■ **AIM**
Gather every line of the material below that contains the word "player", and copy each of those lines in full.
╔══
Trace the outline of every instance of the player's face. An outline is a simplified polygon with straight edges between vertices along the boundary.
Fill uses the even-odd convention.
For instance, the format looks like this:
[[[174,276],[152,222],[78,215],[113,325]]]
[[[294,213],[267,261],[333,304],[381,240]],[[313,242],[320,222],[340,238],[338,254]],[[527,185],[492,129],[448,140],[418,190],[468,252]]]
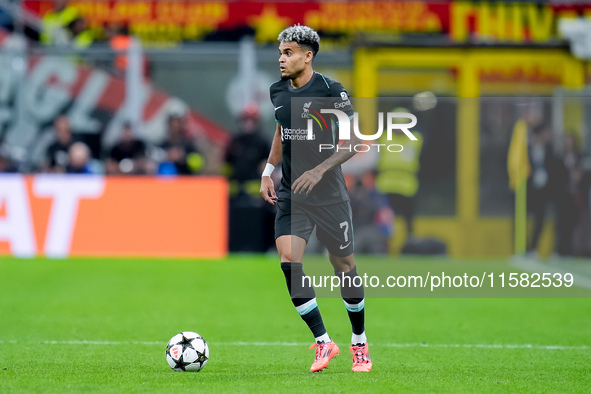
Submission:
[[[279,45],[279,69],[282,79],[295,79],[302,74],[312,61],[312,52],[304,50],[295,42]]]

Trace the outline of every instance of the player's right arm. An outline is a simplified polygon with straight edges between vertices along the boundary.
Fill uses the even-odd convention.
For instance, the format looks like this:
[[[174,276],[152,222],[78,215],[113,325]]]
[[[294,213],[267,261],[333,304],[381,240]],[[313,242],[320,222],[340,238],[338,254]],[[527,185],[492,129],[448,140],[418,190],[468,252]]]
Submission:
[[[272,165],[273,167],[277,167],[277,164],[281,161],[283,157],[281,151],[281,125],[277,123],[277,128],[275,129],[275,135],[273,136],[273,143],[271,144],[271,152],[269,153],[269,158],[267,159],[267,164]],[[267,167],[265,167],[265,170]],[[277,195],[275,194],[275,185],[273,184],[273,180],[271,179],[271,174],[266,174],[263,172],[263,176],[261,177],[261,196],[271,205],[275,205],[277,202]]]

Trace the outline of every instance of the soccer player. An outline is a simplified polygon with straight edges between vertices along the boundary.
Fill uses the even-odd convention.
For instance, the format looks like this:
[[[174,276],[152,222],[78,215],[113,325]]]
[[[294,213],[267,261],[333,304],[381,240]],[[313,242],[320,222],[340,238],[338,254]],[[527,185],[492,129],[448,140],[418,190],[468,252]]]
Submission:
[[[369,372],[372,363],[365,336],[364,291],[363,286],[353,285],[361,283],[361,278],[353,259],[351,206],[340,167],[355,154],[351,147],[360,141],[351,133],[351,139],[336,149],[339,140],[332,130],[321,130],[315,125],[312,136],[305,132],[311,114],[321,114],[323,108],[337,108],[352,119],[353,106],[339,82],[313,70],[312,62],[320,43],[313,29],[301,25],[288,27],[279,34],[279,41],[281,80],[270,88],[277,129],[260,192],[265,201],[277,206],[275,242],[281,269],[292,302],[316,340],[310,347],[316,348],[310,370],[326,368],[339,354],[338,346],[324,327],[314,288],[309,281],[303,282],[304,249],[316,227],[335,275],[343,279],[342,283],[348,283],[341,287],[341,295],[353,329],[350,348],[353,371]],[[292,99],[295,103],[297,99],[303,102],[295,105],[296,113],[292,113]],[[327,122],[322,123],[328,128]],[[321,144],[332,148],[320,149]],[[270,176],[282,159],[282,179],[276,195]],[[354,280],[356,277],[358,281]]]

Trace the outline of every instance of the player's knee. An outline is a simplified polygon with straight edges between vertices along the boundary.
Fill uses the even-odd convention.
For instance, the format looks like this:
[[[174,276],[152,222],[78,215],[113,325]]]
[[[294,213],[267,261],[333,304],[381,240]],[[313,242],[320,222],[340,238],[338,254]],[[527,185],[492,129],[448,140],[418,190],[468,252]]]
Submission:
[[[332,263],[332,266],[336,273],[346,274],[347,272],[350,272],[353,270],[353,268],[355,268],[355,260],[353,260],[352,255],[347,257],[331,256],[330,262]]]

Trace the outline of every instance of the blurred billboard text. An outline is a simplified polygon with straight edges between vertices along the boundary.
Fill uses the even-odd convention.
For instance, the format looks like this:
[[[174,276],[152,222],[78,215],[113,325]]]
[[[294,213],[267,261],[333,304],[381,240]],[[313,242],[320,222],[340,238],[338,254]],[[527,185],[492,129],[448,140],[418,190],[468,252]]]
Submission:
[[[218,177],[0,177],[0,255],[220,258],[227,181]]]

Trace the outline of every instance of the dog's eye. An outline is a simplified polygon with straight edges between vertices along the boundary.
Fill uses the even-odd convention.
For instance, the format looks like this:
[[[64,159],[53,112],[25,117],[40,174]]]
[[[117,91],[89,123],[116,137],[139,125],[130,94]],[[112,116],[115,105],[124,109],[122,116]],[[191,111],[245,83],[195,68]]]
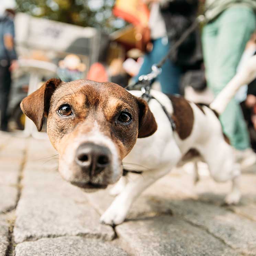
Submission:
[[[127,123],[132,120],[132,116],[128,112],[123,111],[122,112],[118,117],[118,120],[122,123]]]
[[[64,116],[71,115],[73,114],[71,108],[69,105],[64,105],[62,106],[58,110],[59,113]]]

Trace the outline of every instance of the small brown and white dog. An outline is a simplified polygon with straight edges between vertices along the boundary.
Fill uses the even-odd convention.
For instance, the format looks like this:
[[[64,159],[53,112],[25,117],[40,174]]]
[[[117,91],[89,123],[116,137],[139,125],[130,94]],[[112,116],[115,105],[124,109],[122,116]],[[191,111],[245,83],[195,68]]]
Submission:
[[[152,99],[148,105],[140,98],[141,91],[128,91],[110,82],[51,79],[21,106],[39,131],[47,116],[47,132],[59,155],[59,171],[72,184],[86,191],[104,188],[122,176],[123,160],[143,172],[127,183],[122,179],[118,183],[114,190],[119,193],[101,216],[103,223],[123,222],[140,194],[192,148],[208,164],[215,180],[232,181],[225,201],[236,203],[241,196],[239,166],[215,113],[223,112],[240,86],[256,76],[255,69],[248,72],[256,62],[254,58],[246,72],[235,76],[210,108],[152,90],[172,116],[174,131],[157,101]]]

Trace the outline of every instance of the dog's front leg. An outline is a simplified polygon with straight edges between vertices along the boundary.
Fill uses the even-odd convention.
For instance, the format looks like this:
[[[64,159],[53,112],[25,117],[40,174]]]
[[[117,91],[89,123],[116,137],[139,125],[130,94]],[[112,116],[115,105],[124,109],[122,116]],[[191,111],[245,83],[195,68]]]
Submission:
[[[113,226],[124,220],[129,209],[142,191],[171,169],[169,166],[157,170],[147,171],[137,174],[125,187],[100,218],[101,223]]]

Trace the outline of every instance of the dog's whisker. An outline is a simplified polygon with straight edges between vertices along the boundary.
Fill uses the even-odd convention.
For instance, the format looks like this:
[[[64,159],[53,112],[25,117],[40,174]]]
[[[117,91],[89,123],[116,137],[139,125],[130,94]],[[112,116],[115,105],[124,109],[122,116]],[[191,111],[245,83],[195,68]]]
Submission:
[[[51,157],[53,157],[54,156],[58,156],[59,154],[56,154],[56,155],[54,155],[53,156],[47,156],[46,157],[42,157],[42,158],[40,158],[37,159],[37,160],[42,160],[43,159],[46,159],[47,158],[51,158]]]
[[[52,160],[56,160],[58,159],[58,158],[52,158],[52,159],[49,159],[47,161],[46,161],[46,162],[45,162],[43,164],[43,165],[45,164],[48,163],[48,162],[49,162],[50,161],[52,161]]]
[[[150,170],[150,169],[149,169],[149,168],[148,168],[147,167],[146,167],[146,166],[144,166],[143,165],[138,165],[137,164],[134,164],[132,163],[126,163],[125,162],[123,162],[123,163],[125,165],[137,165],[138,166],[140,166],[140,167],[143,167],[143,168],[145,168],[145,169],[147,169],[147,170]]]

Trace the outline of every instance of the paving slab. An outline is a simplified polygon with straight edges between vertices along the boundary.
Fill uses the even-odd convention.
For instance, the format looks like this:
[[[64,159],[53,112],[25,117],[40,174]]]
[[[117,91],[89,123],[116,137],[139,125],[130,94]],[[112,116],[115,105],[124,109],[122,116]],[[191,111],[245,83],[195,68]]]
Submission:
[[[256,255],[256,222],[224,208],[198,201],[172,200],[170,203],[175,216],[201,227],[234,249]]]
[[[57,171],[33,169],[30,164],[27,169],[24,167],[16,208],[16,243],[65,235],[113,238],[113,229],[100,225],[99,214],[84,191],[64,180]]]
[[[8,226],[5,218],[0,215],[0,256],[5,256],[9,245]]]
[[[18,192],[16,187],[0,185],[0,213],[15,208]]]
[[[207,232],[180,218],[163,216],[116,227],[123,248],[136,256],[230,256],[239,254]]]
[[[24,142],[24,139],[11,138],[0,147],[0,213],[16,206],[18,177],[25,147]]]
[[[205,202],[202,202],[200,201],[200,194],[198,194],[196,190],[189,184],[192,181],[178,175],[167,175],[146,190],[132,206],[127,217],[130,221],[129,222],[116,227],[116,230],[119,231],[118,234],[121,235],[120,239],[122,240],[124,237],[124,239],[126,239],[124,234],[128,229],[127,227],[120,233],[121,228],[120,227],[123,225],[129,225],[131,232],[134,229],[135,234],[137,234],[138,237],[143,235],[144,232],[146,235],[146,231],[137,229],[136,225],[133,224],[133,221],[137,223],[138,220],[148,217],[152,217],[153,221],[158,219],[159,216],[169,215],[171,219],[181,218],[192,225],[200,227],[202,230],[224,241],[227,246],[237,249],[241,253],[256,255],[256,222],[234,213],[230,208],[220,206],[225,194],[224,192],[227,192],[230,188],[229,185],[226,185],[227,187],[223,184],[210,186],[210,192],[207,194],[205,192],[204,195]],[[207,182],[200,186],[201,193],[207,191]],[[245,184],[244,186],[246,186]],[[216,193],[211,190],[214,187]],[[220,190],[216,189],[218,187]],[[246,193],[249,192],[246,191]],[[211,197],[213,199],[212,203],[207,200],[207,195],[210,195],[208,200]],[[103,191],[87,194],[87,196],[95,207],[98,207],[98,211],[101,214],[110,205],[113,199]],[[248,207],[246,204],[244,207]],[[249,208],[246,209],[248,211]],[[245,211],[244,209],[244,210]],[[134,236],[135,240],[137,238],[136,235],[135,234]],[[205,243],[210,246],[207,240]]]
[[[43,238],[17,245],[15,256],[129,256],[123,250],[100,241],[77,236]]]

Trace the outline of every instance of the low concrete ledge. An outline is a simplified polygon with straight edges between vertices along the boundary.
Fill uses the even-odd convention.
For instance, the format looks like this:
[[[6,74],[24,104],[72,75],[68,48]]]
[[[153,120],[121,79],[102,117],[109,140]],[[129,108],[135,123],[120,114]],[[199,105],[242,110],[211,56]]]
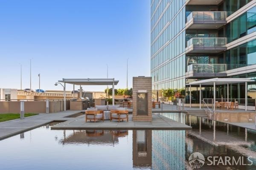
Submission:
[[[56,129],[189,129],[192,127],[169,119],[166,117],[153,114],[152,122],[133,122],[132,116],[129,115],[129,122],[119,122],[109,120],[96,122],[85,122],[85,116],[76,119],[61,123],[51,127]]]

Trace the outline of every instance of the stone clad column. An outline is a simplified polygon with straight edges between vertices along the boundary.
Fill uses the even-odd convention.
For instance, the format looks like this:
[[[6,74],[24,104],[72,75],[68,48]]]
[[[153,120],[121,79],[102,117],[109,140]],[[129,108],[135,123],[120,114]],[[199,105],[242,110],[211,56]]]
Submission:
[[[133,121],[152,121],[152,78],[133,78]]]

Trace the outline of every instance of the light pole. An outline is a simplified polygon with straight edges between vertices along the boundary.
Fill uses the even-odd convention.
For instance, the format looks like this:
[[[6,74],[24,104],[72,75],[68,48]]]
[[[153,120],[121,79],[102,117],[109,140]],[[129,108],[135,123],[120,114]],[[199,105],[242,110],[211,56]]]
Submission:
[[[31,90],[31,59],[30,59],[30,90]]]
[[[127,59],[127,70],[126,70],[126,88],[128,89],[128,60],[129,58]]]
[[[64,91],[64,111],[66,111],[66,83],[64,83],[64,85],[63,85],[60,82],[55,82],[54,85],[58,85],[58,84],[63,87],[63,91]]]
[[[22,90],[22,65],[20,64],[20,90]]]
[[[108,65],[107,64],[107,79],[108,79]],[[107,97],[108,96],[108,85],[107,85]]]
[[[38,77],[39,77],[39,93],[41,92],[41,89],[40,88],[40,74],[38,74]]]

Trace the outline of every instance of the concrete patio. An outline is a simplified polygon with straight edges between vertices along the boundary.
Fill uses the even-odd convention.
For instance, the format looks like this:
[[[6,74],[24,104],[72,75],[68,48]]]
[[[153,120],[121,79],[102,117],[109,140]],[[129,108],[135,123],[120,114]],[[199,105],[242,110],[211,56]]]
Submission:
[[[85,122],[85,115],[75,118],[72,120],[62,122],[52,127],[52,129],[190,129],[191,127],[167,118],[166,117],[153,114],[153,121],[150,122],[133,122],[132,115],[129,115],[129,122],[116,120],[102,121],[96,122]]]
╚══
■ **TASK ANSWER**
Trace the outline of every instance of the player's face. An outline is a simplified polygon with straight edges between vertices along the boundary.
Trace the outline of every instance of the player's right arm. An outline is a simplified polygon with straight edges between vertices along the boundary.
Trace the outline of every instance of the soccer player. An outline is a simplified polygon with straight edges between vertices along the boundary.
Trace the outline of every instance of the player's knee. An outline is a simplified polygon with straight edges between vertices along the boundary.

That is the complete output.